Only the lines from the one containing "of the beard." to the end of the records belong in the output; print them exactly.

_ _ _ _ _ _ _

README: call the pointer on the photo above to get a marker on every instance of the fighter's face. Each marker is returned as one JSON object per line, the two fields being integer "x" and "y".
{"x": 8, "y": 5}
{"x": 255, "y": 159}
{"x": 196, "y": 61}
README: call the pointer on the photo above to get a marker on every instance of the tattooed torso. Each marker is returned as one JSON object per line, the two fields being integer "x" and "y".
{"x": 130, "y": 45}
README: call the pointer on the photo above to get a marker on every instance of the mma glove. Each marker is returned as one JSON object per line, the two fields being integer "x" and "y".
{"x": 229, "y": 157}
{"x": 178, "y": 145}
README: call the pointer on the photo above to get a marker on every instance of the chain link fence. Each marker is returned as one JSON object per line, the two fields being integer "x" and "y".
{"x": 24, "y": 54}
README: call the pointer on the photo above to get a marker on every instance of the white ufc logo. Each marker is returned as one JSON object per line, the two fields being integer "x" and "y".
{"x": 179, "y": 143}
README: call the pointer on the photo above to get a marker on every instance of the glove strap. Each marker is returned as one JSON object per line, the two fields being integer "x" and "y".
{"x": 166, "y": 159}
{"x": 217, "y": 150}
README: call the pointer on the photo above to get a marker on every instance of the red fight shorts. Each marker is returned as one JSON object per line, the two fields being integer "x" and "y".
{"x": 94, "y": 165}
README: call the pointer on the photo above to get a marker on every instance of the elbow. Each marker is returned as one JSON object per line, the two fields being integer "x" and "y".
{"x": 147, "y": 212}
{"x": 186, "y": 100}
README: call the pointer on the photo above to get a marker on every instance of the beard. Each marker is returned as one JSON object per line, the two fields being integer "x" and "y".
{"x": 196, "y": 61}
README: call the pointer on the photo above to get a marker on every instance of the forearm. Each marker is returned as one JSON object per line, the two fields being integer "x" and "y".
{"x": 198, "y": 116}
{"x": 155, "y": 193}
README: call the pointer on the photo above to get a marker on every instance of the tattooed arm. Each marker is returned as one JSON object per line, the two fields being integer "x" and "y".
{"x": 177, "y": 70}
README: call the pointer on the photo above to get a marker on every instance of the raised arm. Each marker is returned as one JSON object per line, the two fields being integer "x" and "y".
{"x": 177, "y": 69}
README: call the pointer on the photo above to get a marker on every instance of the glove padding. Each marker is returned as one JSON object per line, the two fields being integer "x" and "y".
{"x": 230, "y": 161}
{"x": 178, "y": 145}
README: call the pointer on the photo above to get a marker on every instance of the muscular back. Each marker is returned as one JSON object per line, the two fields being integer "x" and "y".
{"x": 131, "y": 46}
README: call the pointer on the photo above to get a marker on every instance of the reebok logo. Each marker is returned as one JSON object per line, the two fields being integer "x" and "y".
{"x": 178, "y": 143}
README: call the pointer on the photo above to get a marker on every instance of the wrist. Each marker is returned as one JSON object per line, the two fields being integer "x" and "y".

_ _ _ _ _ _ _

**Written answer:**
README: call the pointer on the photo above to get a marker on every instance of the beard. Each marker is returned as one JSON object per line, the two fields being integer "x" and "y".
{"x": 196, "y": 61}
README: call the pointer on the photo above to get a marker on every instance of the forearm. Each marker is returned as one JSON object per line, the two fields being integer "x" and "y".
{"x": 198, "y": 116}
{"x": 155, "y": 193}
README: call the pointer on the photo above to get a marker on every instance of the tattooed arm. Each marker is returned as one JSON object per line, the two fields being integer "x" and "y".
{"x": 177, "y": 70}
README: call the pointer on the photo above to get a marker on every instance of the raised arm. Each marker is returned as one JSON object per line, the two fields being integer "x" and "y".
{"x": 177, "y": 69}
README: call the pointer on the photo above to get a marker on every instance of the glove padding. Each marker is returned as one JSON object per line, the two fields being integer "x" and "y".
{"x": 230, "y": 161}
{"x": 178, "y": 145}
README: call the pointer on the photo above to get a marker on every instance of the muscular back. Each marker is returned as one JSON object per line, the two fields being integer "x" and "y".
{"x": 131, "y": 46}
README: call the pointer on the photo above to get a marker on every instance of the reebok logo. Each marker is returned as one JSON object per line, the two fields being integer "x" and "y".
{"x": 178, "y": 143}
README: call the pointer on the photo above to get a marker on every instance of the wrist. Each marker is returned as one JSON object per line, the two fields being integer "x" and "y".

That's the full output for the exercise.